Naja, AMD ist ein gewinnorientiertes Unternehmen und nicht die Arbeiterwohlfahrt. Man erinnere sich an die ersten K7 oder die FX Serie für die man saftige Preise zahlen musste weil sie eben mit einer der schnellsten CPUs auf dem Markt waren. Wenn AMD eine CPU auf den Markt werfen konnte die den i7 alt aussehen lassen würde gäbe es sie schon. Aus reiner Bescheidenheit überlässt man Intel die Performancekrone mit Sicherheit nicht. )


----------



## arcDaniel (28. März 2010)

Jep bei AMD hat sich wirklich in letzter Zeit ne menge geändert und langsam aber sicher werden sie immer besser. Wenn sie nun die Preise erhöhen würden, weil sie entsprechend leistungsfähigere CPU's haben, würde ich auch die höher Preise Zahlen. (wobei man sich nicht beklagen soll wenn die Preise Niedrig sind). Kann mich aber an keine Zeit erinnern wo Intel günstiger war.

Kann mich nur an eine Zeit erinnern wo der K7 gekommen ist, war ein Intel Celeron für Spiel sehr geeignet und zu dem Zeitpunkt billiger.  Wobei wir wieder bei Punkt sind ein Celeron hat gereicht ABER ein K7 oder P3 wäre schneller wenn auch teurer gewesen...

Als ich dann aber eine Zeit Später meinen Amd socket A Athlon 1400mhz gekauft habe, war AMD um einiges Besser als Intel aber auch billiger.


----------



## mixxed_up (28. März 2010)

Sie arbeiten doch schon daran du Nase.

• • • • •

Zu lösende Aufgaben
1: Welchen Prozessor kaufte arcDaniel laut der Forumsdiskussion über AMD und Intel einige Zeit nach dem Erscheinen des K7?
2: Führe die Forumsdiskussion über AMD und Intel im Anschluss an ihren letzten Satz weiter.
Die Einträge werden für die Bearbeitung nicht gebraucht.

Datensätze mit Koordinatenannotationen
• • • • •

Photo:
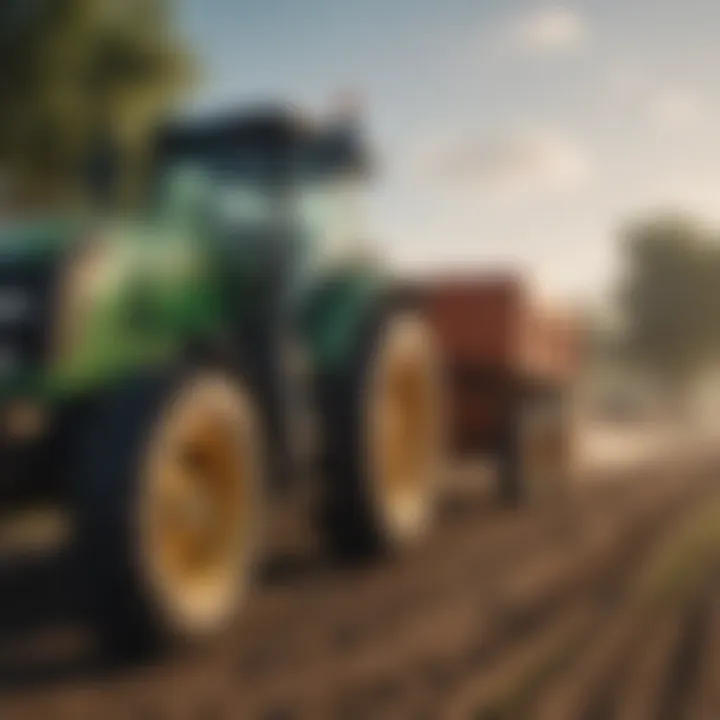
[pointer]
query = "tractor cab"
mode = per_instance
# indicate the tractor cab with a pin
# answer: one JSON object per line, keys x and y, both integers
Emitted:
{"x": 265, "y": 172}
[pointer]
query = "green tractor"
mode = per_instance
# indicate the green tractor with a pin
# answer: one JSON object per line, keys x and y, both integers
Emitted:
{"x": 160, "y": 372}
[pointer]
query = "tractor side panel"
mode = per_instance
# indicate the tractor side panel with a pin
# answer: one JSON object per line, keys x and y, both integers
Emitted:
{"x": 335, "y": 316}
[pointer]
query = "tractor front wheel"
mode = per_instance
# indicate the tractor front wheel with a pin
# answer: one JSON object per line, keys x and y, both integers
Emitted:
{"x": 385, "y": 439}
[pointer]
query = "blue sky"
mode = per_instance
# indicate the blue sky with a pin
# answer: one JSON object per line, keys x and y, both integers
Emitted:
{"x": 509, "y": 131}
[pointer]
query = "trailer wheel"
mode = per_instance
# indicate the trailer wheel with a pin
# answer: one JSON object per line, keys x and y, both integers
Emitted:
{"x": 168, "y": 506}
{"x": 384, "y": 439}
{"x": 535, "y": 454}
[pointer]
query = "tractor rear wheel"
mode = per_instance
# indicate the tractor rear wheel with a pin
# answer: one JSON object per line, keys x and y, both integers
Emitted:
{"x": 169, "y": 507}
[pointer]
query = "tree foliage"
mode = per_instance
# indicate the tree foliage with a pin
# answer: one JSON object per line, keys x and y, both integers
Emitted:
{"x": 74, "y": 73}
{"x": 670, "y": 297}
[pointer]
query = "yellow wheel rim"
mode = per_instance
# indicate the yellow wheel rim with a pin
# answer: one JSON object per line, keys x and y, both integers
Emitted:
{"x": 405, "y": 425}
{"x": 199, "y": 509}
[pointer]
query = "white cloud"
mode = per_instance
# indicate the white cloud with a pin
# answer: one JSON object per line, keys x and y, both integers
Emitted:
{"x": 677, "y": 109}
{"x": 530, "y": 160}
{"x": 553, "y": 29}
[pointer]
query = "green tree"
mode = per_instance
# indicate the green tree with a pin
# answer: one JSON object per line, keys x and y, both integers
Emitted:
{"x": 76, "y": 74}
{"x": 670, "y": 299}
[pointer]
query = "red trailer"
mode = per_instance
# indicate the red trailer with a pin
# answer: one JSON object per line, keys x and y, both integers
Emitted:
{"x": 511, "y": 363}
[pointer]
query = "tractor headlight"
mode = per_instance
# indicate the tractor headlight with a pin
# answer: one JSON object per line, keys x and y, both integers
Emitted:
{"x": 15, "y": 306}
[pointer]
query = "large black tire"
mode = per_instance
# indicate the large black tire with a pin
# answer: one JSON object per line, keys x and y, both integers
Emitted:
{"x": 362, "y": 519}
{"x": 534, "y": 456}
{"x": 140, "y": 476}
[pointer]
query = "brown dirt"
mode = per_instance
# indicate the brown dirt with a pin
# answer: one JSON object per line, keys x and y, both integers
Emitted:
{"x": 571, "y": 611}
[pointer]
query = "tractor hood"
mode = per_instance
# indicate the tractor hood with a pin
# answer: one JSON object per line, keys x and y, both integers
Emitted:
{"x": 30, "y": 258}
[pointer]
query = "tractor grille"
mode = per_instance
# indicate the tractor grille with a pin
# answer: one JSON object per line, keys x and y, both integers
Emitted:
{"x": 26, "y": 289}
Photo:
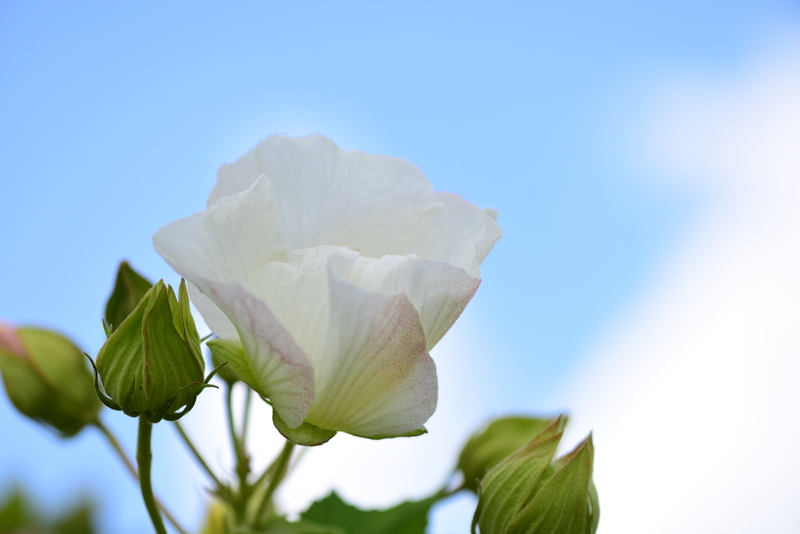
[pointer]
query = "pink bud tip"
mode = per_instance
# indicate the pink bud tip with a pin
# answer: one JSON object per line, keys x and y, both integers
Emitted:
{"x": 10, "y": 341}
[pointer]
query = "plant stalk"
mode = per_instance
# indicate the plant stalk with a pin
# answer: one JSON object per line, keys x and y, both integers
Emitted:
{"x": 132, "y": 469}
{"x": 144, "y": 457}
{"x": 281, "y": 463}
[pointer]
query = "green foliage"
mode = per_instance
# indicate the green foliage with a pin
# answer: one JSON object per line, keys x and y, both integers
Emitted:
{"x": 129, "y": 289}
{"x": 406, "y": 518}
{"x": 50, "y": 381}
{"x": 306, "y": 434}
{"x": 488, "y": 447}
{"x": 152, "y": 365}
{"x": 529, "y": 493}
{"x": 19, "y": 516}
{"x": 237, "y": 365}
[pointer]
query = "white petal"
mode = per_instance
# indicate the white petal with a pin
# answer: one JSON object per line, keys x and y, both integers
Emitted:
{"x": 373, "y": 375}
{"x": 472, "y": 232}
{"x": 215, "y": 318}
{"x": 230, "y": 241}
{"x": 377, "y": 379}
{"x": 323, "y": 196}
{"x": 218, "y": 251}
{"x": 280, "y": 366}
{"x": 437, "y": 290}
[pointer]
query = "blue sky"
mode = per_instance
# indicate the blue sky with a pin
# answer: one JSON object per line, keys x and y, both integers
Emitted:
{"x": 115, "y": 117}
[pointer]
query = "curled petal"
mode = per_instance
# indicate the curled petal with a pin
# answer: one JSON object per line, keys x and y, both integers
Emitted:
{"x": 279, "y": 365}
{"x": 377, "y": 205}
{"x": 377, "y": 379}
{"x": 229, "y": 241}
{"x": 471, "y": 233}
{"x": 373, "y": 375}
{"x": 437, "y": 290}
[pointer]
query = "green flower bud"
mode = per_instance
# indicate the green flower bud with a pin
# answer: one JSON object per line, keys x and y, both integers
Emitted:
{"x": 129, "y": 289}
{"x": 47, "y": 379}
{"x": 488, "y": 447}
{"x": 529, "y": 493}
{"x": 151, "y": 364}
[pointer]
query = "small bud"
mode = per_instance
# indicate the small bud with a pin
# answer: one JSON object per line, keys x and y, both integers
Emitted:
{"x": 129, "y": 289}
{"x": 47, "y": 379}
{"x": 488, "y": 447}
{"x": 528, "y": 493}
{"x": 151, "y": 364}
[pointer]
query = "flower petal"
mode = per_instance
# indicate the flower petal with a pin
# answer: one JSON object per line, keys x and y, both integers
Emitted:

• • • • •

Lösungen
1: Einen AMD Socket A Athlon mit 1400 MHz.

2:
2011 kommt AMDs neue CPU Architektur, "Bulldozer", auf den Markt. Und zwar mit Erweitertem Single Threading, bis zu 8 Kernen und 32nm.


----------



## quantenslipstream (28. März 2010)

Kreisverkehr schrieb:


> Weil ich nur das beurteilen kann, was momentan auf dem Markt ist. Hier ist es die K10.5-Architektur, die zwar gut, aber nicht gut genug ist um die Leistungskrone durch Taktsteigerung zu erreichen und zu halten.


 
Das weiß ich leider nicht. Ich bin zwar Ingenieur, aber nicht dafür. 



Kreisverkehr schrieb:


> Ich habe nicht behauptet, dass der Bulldozer nicht in der Lage wäre, Intel zu übertrumpfen und ich hoffe sogar, dass das wieder ein sehr großer Wurf wird. Und genau da kann man nur das momentan gegebene beurteilen, nicht aber was "später" erscheint.


 
Du musst aber daran denken, dass der Bulldozer nicht mit Lynnfield und Co. konkurrieren, sondern gegen Sandy Bridge in den Ring gehen wird.
Und was Sandy Bridge leistet, wieviele Kerne da sind und obs dann noch SMT gibt, weiß niemand.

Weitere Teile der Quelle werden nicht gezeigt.